PROBLEM DESCRIPTION >>
Take each line from the material below that includes the string "arched" and copy it.

*** Opening RECORDS TO USE ***

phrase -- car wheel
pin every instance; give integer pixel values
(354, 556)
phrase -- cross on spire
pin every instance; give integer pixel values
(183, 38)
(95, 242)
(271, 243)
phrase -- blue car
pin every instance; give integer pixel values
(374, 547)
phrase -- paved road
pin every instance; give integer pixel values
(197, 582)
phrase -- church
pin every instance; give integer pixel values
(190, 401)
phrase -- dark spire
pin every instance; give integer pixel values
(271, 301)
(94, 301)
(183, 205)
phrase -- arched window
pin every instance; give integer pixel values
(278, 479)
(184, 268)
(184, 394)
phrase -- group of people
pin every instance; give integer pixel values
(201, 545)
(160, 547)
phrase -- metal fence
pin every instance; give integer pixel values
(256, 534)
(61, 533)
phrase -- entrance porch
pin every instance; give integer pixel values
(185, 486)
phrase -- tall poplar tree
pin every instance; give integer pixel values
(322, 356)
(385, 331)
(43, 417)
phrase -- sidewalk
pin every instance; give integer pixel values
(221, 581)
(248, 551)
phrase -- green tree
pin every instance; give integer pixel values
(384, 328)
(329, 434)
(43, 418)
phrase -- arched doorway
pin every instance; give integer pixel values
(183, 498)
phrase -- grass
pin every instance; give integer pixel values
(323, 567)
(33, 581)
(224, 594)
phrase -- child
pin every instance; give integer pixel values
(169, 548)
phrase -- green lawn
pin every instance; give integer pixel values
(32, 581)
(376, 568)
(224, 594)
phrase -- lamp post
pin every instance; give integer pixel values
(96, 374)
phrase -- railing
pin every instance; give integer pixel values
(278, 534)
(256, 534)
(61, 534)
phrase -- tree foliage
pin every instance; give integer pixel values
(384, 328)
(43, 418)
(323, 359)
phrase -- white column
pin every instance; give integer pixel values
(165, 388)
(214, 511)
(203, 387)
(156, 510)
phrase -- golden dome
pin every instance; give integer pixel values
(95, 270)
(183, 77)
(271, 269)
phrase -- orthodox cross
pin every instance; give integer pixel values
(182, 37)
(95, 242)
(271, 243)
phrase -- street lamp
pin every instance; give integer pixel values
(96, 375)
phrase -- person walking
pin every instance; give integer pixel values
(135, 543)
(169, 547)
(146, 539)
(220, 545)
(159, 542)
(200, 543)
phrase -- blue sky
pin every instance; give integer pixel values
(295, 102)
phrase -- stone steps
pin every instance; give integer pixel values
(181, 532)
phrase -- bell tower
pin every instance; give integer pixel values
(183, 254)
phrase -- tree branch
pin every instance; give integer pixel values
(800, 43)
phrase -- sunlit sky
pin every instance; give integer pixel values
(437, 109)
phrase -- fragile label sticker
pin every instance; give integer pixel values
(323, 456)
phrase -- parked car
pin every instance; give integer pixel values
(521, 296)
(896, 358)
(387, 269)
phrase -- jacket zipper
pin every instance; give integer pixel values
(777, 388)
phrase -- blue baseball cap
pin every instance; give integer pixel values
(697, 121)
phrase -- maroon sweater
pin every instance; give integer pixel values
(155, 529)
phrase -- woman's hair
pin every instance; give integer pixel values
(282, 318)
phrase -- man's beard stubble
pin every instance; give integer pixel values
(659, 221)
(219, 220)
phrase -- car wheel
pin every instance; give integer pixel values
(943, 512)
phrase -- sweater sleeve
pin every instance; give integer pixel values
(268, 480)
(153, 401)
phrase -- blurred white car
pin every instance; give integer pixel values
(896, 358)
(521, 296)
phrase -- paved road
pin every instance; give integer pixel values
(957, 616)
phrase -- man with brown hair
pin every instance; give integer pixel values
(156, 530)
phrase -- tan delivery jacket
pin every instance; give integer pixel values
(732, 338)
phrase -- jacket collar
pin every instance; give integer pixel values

*** Closing RECORDS TO USE ***

RESPONSE FOR THIS EXERCISE >>
phrase -- arched window
phrase -- arched doorway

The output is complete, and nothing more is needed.